» **Passage to read**:
And I thought to evaluate more carefully the merits of "Shakespeare" as a Best Picture winner, and decided that it's very much a "clean" film (and here, observe how I've shifted from using the populist term "movie" to "film"), meaning that the plot is carefully thought out, and the storytelling is neatly structured. From there, however, I realized how little I remember about my experience of watching it a few years back - mainly, Judi Dench's delightful, if rather literally mortifying, appearance as Elizabeth I, and all those excerpts from "performances" of The Bard's plays, and that mesmerizing final shot of a woman walking down a seemingly endless beach. And so I decided that I should probably stop comparing "Saving Private Ryan" with it until I get around to watching "Shakespeare" a second time, and that it was totally wrong and rash of me to have mentally condemned the former simply on the basis of an overtly manipulative ending.

And then I read Roger Ebert's review, and gee, did a lot change. For example, realizing that the first thirty minutes, depicting the initial stages of the invasion of Normandy, is truly one of the most gripping and skillfully made battle sequences of all time, and that this section alone is justification enough for the critical acclaim the film had earned. Also, that if we just get hold of the reel and cut off the opening and closing scenes, "Saving Private Ryan" is really a magnificent, magnificent film (see what i did there). But most of all, that my frustration over the character of the cartographer/translator/believer of goodness and the rational/battle virgin Upham (Jeremy Davies) in that part during the culminating fight sequence where he ends up cowering on the stairs with a string of unused bullets the length of a reticulated python, could only be, to echo Ebert, my subconscious way of relating to the character.

» **Challenge A**: Condense the paragraph of the film essay beginning "And then I read Roger Ebert's review" into a short bulleted list that keeps its main points.
» **Challenge B**: Pick up the film essay on "Shakespeare" and "Saving Private Ryan" after its final sentence and carry it forward.

Object point labels
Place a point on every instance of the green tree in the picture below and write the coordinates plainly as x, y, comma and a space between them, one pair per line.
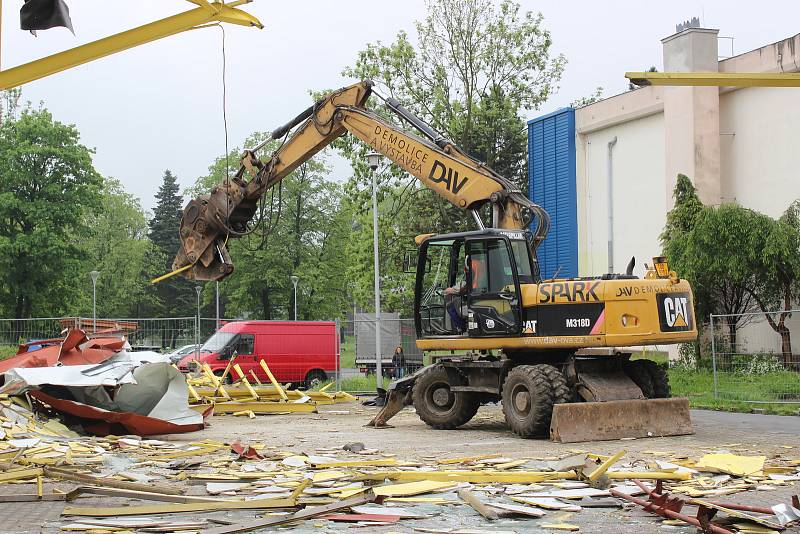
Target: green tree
475, 67
176, 294
588, 100
49, 187
118, 247
719, 257
780, 267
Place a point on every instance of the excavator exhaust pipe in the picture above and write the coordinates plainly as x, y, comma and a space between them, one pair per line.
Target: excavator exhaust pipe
611, 420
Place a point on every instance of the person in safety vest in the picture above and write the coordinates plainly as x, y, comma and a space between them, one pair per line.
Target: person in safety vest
455, 297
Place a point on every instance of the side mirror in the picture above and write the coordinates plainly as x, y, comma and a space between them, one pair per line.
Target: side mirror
410, 261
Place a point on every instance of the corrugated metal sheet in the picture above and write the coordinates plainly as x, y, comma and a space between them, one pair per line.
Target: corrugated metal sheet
551, 179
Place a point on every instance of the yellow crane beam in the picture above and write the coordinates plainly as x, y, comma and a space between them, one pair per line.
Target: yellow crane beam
206, 13
716, 79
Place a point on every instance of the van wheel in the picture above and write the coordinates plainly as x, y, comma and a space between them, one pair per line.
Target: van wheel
314, 378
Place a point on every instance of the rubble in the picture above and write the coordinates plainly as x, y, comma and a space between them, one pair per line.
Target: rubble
120, 480
155, 485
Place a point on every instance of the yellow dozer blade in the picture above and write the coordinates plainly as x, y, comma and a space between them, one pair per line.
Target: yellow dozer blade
617, 419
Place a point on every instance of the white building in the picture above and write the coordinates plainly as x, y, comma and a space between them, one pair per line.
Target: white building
736, 145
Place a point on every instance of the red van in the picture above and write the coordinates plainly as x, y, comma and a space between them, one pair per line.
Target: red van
301, 352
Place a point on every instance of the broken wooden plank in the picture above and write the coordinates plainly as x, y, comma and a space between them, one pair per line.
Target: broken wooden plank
143, 495
410, 489
64, 474
475, 477
603, 467
153, 509
478, 505
307, 513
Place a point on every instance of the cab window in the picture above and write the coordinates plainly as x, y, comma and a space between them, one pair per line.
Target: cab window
522, 257
245, 344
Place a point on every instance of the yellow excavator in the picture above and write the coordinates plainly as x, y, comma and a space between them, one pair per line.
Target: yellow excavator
548, 349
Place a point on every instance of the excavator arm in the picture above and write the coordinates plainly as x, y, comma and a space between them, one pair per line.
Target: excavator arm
210, 220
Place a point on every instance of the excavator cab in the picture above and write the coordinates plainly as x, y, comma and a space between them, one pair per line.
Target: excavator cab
468, 284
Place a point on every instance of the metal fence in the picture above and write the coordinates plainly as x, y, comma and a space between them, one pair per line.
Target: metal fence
755, 357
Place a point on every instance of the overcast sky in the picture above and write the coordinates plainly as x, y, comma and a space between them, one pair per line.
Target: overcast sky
159, 106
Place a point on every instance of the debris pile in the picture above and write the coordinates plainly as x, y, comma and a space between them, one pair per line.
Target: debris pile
149, 485
233, 393
98, 384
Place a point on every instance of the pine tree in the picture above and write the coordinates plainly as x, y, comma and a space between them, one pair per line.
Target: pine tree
176, 295
167, 216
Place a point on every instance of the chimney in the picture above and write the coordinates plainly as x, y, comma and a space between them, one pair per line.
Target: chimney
691, 114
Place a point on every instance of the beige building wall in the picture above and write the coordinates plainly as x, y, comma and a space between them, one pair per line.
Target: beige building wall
737, 145
638, 161
760, 145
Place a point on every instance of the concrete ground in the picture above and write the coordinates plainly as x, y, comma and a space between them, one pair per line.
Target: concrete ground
411, 439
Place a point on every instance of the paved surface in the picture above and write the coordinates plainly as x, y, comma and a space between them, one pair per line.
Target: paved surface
411, 439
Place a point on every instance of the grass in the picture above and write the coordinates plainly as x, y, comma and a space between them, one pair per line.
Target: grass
347, 351
735, 389
7, 352
357, 383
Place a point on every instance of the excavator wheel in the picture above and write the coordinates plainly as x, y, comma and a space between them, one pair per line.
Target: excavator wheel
529, 393
561, 390
650, 377
437, 405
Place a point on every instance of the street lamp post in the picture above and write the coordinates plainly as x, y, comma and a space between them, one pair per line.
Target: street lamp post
217, 325
374, 160
294, 280
198, 290
94, 275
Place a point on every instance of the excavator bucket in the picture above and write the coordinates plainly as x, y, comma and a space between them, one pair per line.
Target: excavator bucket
618, 419
398, 397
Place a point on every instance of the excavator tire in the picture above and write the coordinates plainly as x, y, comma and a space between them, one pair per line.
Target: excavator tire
439, 407
640, 372
659, 378
528, 398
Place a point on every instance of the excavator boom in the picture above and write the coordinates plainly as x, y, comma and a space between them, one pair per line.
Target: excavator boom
210, 220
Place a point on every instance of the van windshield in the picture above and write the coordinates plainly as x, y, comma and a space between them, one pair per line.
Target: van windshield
217, 342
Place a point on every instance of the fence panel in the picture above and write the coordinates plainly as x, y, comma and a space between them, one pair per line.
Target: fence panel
754, 363
358, 362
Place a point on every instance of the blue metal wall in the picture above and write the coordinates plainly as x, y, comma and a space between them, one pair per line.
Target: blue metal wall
551, 179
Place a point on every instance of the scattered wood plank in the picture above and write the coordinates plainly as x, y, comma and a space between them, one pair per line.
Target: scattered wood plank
307, 513
65, 474
478, 505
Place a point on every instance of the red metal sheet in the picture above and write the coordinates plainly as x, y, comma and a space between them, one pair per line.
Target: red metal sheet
245, 451
66, 352
355, 518
104, 422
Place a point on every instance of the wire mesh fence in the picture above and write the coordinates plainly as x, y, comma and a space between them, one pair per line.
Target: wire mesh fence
753, 359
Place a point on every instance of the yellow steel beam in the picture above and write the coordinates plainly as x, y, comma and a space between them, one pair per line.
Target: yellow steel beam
260, 407
716, 79
206, 13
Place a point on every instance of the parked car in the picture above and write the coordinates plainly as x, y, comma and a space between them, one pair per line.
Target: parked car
177, 355
300, 352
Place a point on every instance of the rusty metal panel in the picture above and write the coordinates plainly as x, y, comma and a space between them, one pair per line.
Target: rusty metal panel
600, 421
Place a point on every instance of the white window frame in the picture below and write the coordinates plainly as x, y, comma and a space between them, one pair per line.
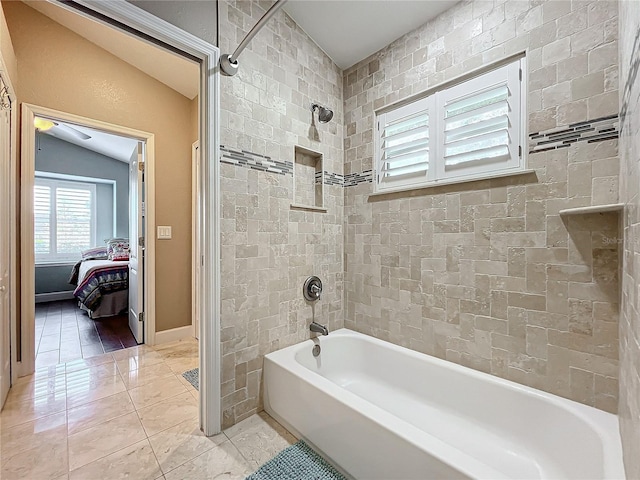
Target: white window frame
512, 72
54, 257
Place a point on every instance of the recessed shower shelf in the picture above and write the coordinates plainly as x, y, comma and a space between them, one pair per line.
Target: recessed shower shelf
611, 207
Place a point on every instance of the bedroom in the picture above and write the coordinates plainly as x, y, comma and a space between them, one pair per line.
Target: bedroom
81, 203
161, 104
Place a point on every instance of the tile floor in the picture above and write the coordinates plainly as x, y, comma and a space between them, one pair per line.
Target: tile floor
65, 333
126, 414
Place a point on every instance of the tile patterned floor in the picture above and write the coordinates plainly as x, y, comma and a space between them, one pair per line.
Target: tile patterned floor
126, 414
65, 333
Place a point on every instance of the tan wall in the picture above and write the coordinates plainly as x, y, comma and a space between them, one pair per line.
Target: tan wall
8, 53
58, 69
488, 274
630, 194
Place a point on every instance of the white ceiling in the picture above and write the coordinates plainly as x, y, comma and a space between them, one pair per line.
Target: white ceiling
119, 148
174, 71
351, 30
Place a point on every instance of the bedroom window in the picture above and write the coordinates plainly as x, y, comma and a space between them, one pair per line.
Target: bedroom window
65, 219
468, 131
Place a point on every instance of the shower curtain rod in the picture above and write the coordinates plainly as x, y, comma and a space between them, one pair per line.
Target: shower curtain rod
229, 63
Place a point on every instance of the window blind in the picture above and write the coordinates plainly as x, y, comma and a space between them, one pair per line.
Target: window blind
64, 219
469, 130
404, 137
42, 219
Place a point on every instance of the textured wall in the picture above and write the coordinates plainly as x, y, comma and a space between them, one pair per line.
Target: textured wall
487, 274
85, 80
268, 249
630, 195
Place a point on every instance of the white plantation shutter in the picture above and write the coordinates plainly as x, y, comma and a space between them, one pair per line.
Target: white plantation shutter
471, 130
404, 143
42, 219
479, 124
64, 223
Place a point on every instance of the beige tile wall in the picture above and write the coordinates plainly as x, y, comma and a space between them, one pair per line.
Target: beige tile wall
630, 195
488, 274
268, 249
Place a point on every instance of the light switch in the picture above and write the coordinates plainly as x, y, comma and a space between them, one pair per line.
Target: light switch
164, 232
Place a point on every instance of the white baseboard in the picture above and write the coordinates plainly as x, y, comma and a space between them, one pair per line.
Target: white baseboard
174, 334
54, 296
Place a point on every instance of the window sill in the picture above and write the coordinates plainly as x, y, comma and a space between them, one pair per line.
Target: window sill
612, 207
297, 206
453, 181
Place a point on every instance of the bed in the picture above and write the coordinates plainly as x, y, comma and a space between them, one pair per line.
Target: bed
102, 287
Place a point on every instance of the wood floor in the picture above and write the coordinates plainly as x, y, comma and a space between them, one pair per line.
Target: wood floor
65, 333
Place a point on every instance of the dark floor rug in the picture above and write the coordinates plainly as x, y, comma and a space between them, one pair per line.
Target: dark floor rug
297, 462
193, 377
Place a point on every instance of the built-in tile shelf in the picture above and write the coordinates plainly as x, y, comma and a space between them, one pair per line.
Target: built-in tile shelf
308, 194
611, 207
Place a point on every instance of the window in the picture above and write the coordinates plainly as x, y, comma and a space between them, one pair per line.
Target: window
64, 219
468, 131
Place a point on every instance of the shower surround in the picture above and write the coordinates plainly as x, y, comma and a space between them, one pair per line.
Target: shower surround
486, 274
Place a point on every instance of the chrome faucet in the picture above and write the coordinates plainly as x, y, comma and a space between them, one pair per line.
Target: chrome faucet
317, 328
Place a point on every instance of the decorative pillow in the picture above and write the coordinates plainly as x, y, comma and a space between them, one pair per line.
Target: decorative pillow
118, 249
96, 253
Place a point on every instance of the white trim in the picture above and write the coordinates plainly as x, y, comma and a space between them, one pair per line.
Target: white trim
210, 350
54, 296
174, 334
196, 253
29, 112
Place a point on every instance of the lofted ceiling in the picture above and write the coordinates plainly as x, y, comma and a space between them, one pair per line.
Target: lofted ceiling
174, 71
114, 146
351, 30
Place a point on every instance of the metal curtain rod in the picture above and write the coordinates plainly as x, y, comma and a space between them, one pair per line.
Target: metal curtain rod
229, 63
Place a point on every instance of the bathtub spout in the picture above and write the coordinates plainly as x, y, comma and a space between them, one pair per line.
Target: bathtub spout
317, 328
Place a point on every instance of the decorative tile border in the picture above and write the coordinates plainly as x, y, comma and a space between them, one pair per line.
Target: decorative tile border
354, 179
330, 178
596, 130
255, 161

» **Task response A**:
- Reading Roger Ebert's review changed a lot of the writer's views.
- The first thirty minutes of "Saving Private Ryan," depicting the initial stages of the invasion of Normandy, are one of the most gripping and skillfully made battle sequences of all time. That section alone justifies the film's critical acclaim.
- With the opening and closing scenes cut off, "Saving Private Ryan" is a magnificent film.
- The writer had been frustrated with Upham (Jeremy Davies), who ends up cowering on the stairs with unused bullets during the culminating fight. Echoing Ebert, the writer now sees that frustration as a subconscious way of relating to the character.

» **Task response B**:
And so I imagined how I'd fare in war as a civilian abruptly thrown in the thick of action, how I'd face the endless barrage of bullets, how I'd gun down the enemy or if I'd even get around to doing it, how I'd trek across towns reduced to rubble in my muddied, bloodied uniform. And I remembered how my paternal grandfather, long before he became a chain-smoking alcoholic, but also a great and humble man, as many in our city remember him, was supposed to have been a guerrilla messenger or something during the Japanese invasion. And that next week will be his 15th death anniversary.

This city is vicious. It has sucked the writer in me dry.